Given instruction: Starting at the line that contains "Each instance receives one keypoint. Mark the man's boot", quote every line through the end of the entries, word for word, skipping the pictures.

Provided records:
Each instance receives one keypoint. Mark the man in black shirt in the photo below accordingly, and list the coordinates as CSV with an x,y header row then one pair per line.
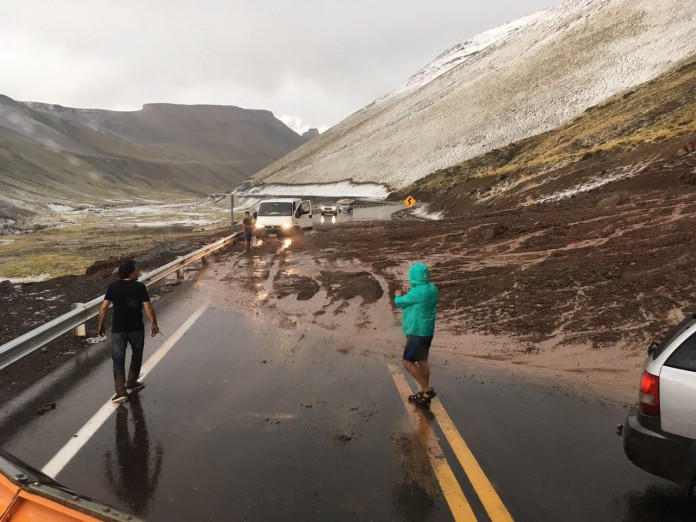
x,y
129,297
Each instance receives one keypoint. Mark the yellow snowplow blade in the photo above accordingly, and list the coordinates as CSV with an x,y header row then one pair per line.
x,y
27,495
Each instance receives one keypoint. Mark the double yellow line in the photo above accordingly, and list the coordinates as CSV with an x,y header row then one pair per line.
x,y
451,489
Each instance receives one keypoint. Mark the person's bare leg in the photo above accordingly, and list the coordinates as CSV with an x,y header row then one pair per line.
x,y
421,377
425,371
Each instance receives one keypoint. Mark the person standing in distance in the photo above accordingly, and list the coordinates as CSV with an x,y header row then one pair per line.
x,y
129,297
418,324
246,224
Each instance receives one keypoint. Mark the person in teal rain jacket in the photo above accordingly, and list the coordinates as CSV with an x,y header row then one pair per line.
x,y
418,324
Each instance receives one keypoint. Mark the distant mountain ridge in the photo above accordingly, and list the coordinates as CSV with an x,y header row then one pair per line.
x,y
53,154
502,86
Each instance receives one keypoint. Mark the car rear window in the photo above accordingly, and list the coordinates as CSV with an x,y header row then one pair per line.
x,y
684,357
279,208
675,332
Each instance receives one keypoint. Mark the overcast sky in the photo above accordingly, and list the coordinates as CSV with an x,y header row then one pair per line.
x,y
311,62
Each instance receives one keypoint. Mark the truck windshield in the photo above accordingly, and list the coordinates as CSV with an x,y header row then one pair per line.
x,y
275,209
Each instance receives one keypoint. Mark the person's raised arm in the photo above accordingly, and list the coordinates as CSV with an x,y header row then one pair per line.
x,y
402,301
102,316
150,311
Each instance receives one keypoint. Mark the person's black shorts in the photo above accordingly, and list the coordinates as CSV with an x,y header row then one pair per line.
x,y
417,348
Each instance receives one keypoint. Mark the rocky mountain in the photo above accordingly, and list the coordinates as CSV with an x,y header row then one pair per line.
x,y
54,154
498,88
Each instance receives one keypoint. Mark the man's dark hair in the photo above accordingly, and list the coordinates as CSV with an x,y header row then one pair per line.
x,y
126,269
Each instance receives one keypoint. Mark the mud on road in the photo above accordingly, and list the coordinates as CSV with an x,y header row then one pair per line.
x,y
575,289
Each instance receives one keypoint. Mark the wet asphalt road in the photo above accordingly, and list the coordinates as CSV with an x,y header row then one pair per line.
x,y
242,421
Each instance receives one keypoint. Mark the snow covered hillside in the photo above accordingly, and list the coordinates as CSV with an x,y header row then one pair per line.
x,y
509,83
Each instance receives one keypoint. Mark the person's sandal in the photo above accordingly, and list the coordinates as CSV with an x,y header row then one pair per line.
x,y
426,397
416,396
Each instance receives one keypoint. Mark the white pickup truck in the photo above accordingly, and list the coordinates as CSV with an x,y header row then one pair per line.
x,y
283,216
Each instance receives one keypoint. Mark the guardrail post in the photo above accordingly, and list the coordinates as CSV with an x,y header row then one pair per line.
x,y
78,331
233,203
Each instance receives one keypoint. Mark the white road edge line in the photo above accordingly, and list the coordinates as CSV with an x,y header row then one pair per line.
x,y
78,441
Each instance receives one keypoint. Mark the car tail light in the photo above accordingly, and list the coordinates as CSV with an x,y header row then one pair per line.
x,y
649,394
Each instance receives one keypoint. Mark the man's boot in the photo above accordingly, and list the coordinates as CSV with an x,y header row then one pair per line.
x,y
120,386
133,384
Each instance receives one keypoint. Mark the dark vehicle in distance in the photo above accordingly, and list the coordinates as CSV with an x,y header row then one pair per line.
x,y
329,207
345,206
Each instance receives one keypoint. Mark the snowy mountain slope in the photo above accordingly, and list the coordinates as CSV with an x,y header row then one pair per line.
x,y
499,87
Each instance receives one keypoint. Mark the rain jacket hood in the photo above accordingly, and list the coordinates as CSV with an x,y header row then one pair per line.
x,y
418,274
419,303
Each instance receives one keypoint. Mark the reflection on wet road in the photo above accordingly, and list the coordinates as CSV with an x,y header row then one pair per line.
x,y
254,416
134,471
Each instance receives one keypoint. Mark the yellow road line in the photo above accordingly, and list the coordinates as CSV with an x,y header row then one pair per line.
x,y
484,489
459,506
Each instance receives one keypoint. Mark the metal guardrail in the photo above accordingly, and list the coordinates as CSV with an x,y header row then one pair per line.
x,y
22,346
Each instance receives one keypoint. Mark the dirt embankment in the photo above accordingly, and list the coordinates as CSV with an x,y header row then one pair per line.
x,y
573,288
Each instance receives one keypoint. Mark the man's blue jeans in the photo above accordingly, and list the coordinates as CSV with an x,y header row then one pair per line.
x,y
119,344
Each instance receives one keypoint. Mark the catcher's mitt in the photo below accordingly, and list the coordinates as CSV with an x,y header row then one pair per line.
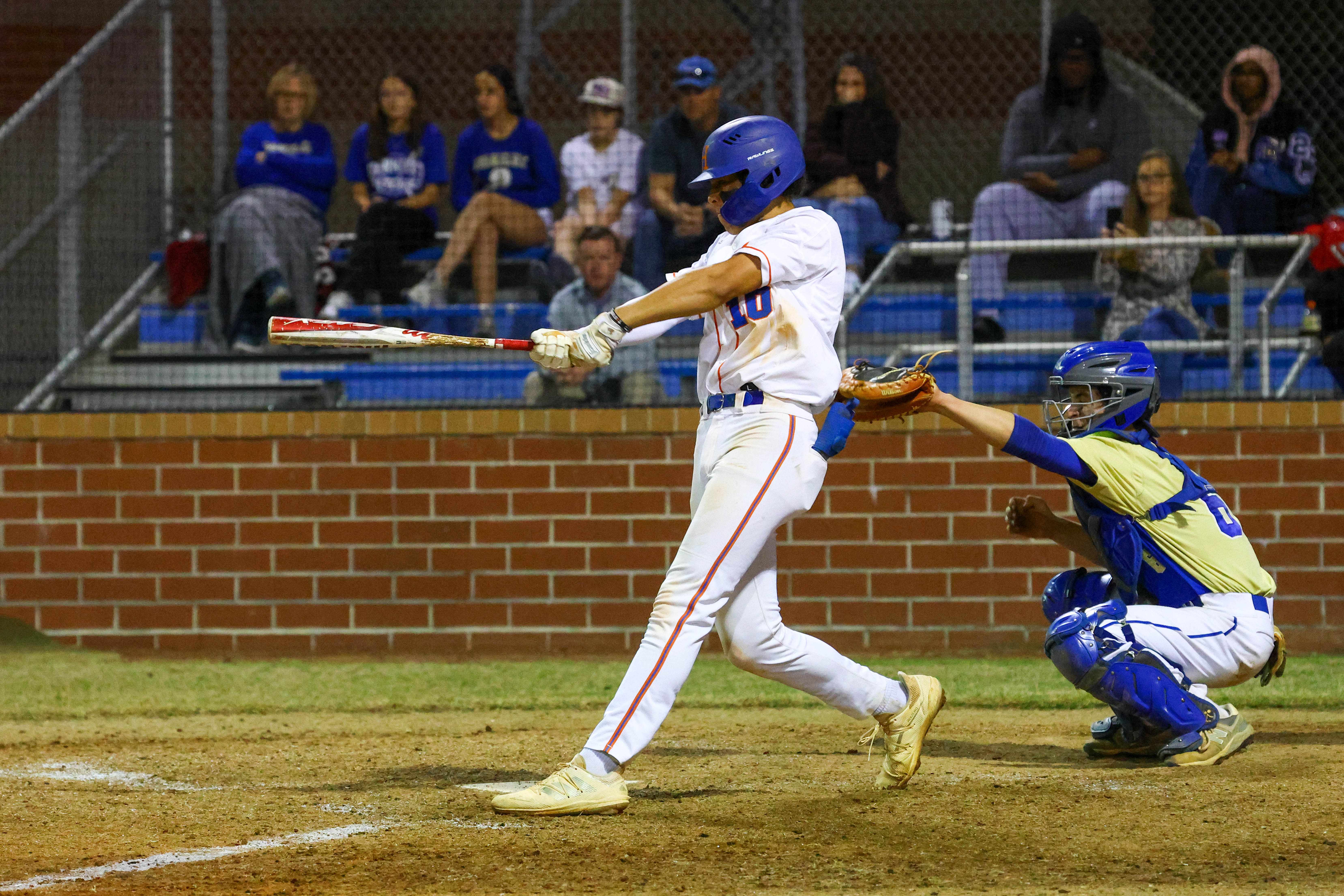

Complete answer:
Each instance receives one keypoint. Mark the man's boot in the photo above accordingly, and list the coordinates as CSV with an x,y header row then one pair per line.
x,y
120,386
133,384
Each instance receives one keypoint. Mark the dark vehicle in distance in the photo above accordingly, and list the coordinates as CSV with an x,y header row then one pair per line.
x,y
329,207
345,206
Each instance receives one keypoint. Mark the snowy mountain slope in the photo above accordingly, and list the coordinates as CSV with an x,y header row then one pair per line.
x,y
499,87
Each instance receives one keypoint. Mark the rain jacket hood in the photo above accordingly, and list the coordinates as CSV with an x,y header row then one pair per line.
x,y
418,274
419,303
Each instance receives one keypoint. Mark the reflection on wet road in the photo above accordingly, and list the coordinates as CSV with an x,y header row then one pair per line.
x,y
254,416
134,471
Each instance receives one keypoint. Mark the yellow road line in the photo above accordingly, and list the coordinates as CSV with an x,y header row then one pair per line.
x,y
484,489
459,506
Each instance receives one keypoint. Mark the metal guardrail in the photo above accordingly, and list the coordinates as CSV with an x,y header row then one pair per line.
x,y
22,346
Each instance receives one keypoint. Mark the dirt embankment in the photo above accordingly, and list the coordinates as CSV with an x,y header row then one pair per line.
x,y
573,288
Each instance receives one keypoint. Mark the man's blue jeans in the photo above accordingly, and list the coordinates as CSV with an x,y header row then one pair per line.
x,y
119,344
Each instance receives one keypoint. Mark the catcher's mitt in the photo below accordingly, and list the coordinates as CSV with an x,y header row then one pair per line.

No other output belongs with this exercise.